Aufgabenstellung 1
Fasse den Forumsverlauf zur Eisberg2 in zwei Sätzen zusammen.
Aufgabenstellung 2
Setze den Forumsverlauf zur Eisberg2 im Anschluss an den letzten Beitrag fort.

Hej Eddy, gibt es Neuigkeiten vom Eisberg2?


----------



## Robinho29 (9. Februar 2016)

Würde mich auch sehr interessieren


----------



## hallolo2_ (9. Februar 2016)

Mich auch falls sie lautstärketechnisch an einde D5 rankommt.


----------



## Eddy@Aquatuning (10. Februar 2016)

-H1N1- schrieb:


> Hej Eddy, gibt es Neuigkeiten vom Eisberg2?



Wenn ich was habe, melde ich mich. Im Moment habe ich - zu meinem Leidwesen - auch keine neuen Infos, sorry. Ich war aber auch die leitzten Tage unterwegs, ich muss mich erstmal durch meinen Mailberg arbeiten.


----------



## Chanks (12. Februar 2016)

So das war dann wohl mal wieder eine Woche ohne die Eisberg 2 :/ 

Wie wird es sich bei der eigentlich verhalten? Wird es bei der irgendwelche Early Bird Deals oder sowas geben?

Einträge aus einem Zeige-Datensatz
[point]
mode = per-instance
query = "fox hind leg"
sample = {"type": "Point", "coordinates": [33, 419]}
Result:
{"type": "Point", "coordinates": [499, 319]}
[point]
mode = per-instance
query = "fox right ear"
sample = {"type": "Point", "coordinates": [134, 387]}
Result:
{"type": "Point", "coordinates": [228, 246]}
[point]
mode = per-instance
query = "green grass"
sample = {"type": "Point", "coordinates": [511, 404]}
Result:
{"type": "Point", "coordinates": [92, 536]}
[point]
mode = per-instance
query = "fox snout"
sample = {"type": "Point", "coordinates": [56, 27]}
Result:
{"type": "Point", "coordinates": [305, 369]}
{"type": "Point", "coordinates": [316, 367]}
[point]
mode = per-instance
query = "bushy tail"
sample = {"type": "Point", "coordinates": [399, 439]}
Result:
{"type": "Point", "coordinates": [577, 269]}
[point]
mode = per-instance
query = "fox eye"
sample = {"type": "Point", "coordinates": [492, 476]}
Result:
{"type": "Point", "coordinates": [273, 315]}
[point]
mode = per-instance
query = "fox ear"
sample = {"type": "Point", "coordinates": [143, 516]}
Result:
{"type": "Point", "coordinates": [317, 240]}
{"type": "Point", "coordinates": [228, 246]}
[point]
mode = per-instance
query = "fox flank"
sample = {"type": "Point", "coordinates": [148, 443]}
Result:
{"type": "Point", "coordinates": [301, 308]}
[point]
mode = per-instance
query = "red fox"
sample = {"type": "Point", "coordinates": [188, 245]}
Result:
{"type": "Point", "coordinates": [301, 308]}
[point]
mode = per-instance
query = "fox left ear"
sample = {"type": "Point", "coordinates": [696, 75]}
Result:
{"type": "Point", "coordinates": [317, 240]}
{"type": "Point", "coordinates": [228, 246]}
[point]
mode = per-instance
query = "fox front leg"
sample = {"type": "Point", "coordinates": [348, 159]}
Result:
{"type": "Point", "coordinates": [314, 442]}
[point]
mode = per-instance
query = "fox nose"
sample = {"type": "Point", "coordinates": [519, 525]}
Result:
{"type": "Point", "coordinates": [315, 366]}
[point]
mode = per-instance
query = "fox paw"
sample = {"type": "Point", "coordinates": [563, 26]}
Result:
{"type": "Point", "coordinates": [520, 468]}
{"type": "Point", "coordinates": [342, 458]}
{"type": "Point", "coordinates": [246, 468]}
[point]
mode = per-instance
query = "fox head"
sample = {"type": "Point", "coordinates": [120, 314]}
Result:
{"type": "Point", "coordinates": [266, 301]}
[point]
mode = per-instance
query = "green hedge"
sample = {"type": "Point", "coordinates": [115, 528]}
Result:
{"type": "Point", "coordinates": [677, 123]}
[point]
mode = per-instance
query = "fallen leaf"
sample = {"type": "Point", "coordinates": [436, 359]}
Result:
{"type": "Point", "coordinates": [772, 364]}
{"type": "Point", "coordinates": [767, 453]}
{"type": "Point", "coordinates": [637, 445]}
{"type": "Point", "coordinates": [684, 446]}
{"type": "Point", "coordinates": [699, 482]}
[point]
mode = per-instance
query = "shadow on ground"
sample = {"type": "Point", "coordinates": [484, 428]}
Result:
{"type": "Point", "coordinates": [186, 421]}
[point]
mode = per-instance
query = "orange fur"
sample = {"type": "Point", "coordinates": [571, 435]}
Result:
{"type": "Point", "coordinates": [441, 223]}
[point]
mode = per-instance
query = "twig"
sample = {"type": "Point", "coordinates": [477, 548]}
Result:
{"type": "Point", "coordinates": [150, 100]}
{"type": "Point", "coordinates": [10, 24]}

Ergebnis 1
Mehrere Nutzer fragen nach Neuigkeiten zur Eisberg2, und ein Beitrag interessiert sich besonders dafür, ob sie bei der Lautstärke an eine D5 herankommt. Eddy@Aquatuning hat nach eigener Aussage im Moment keine neuen Infos und will sich melden, sobald er etwas hat, woraufhin Chanks fragt, ob es Early-Bird-Angebote geben wird.

Ergebnis 2
----------



## Eddy@Aquatuning (15. Februar 2016)

Ich fürchte fast, die Eisberg 2 Solo wird auch erst nach Chinas Neujahr kommen :-/ 

Early Bird für die Eisberg 2? Wohl eher nicht. Wir haben eher Sorge das wir die Nachfrage am Ende nicht decken können.


----------



## Chanks (15. Februar 2016)

Eddy@Aquatuning schrieb:


> Ich fürchte fast, die Eisberg 2 Solo wird auch erst nach Chinas Neujahr kommen :-/
> 
> Early Bird für die Eisberg 2? Wohl eher nicht. Wir haben eher Sorge das wir die Nachfrage am Ende nicht decken können.



Ok, also kommt dann die Eisberg 2, soweit wie ich das chinesische Neujahr interpretiere, Mitte nächster Woche?


----------



## sok904 (15. Februar 2016)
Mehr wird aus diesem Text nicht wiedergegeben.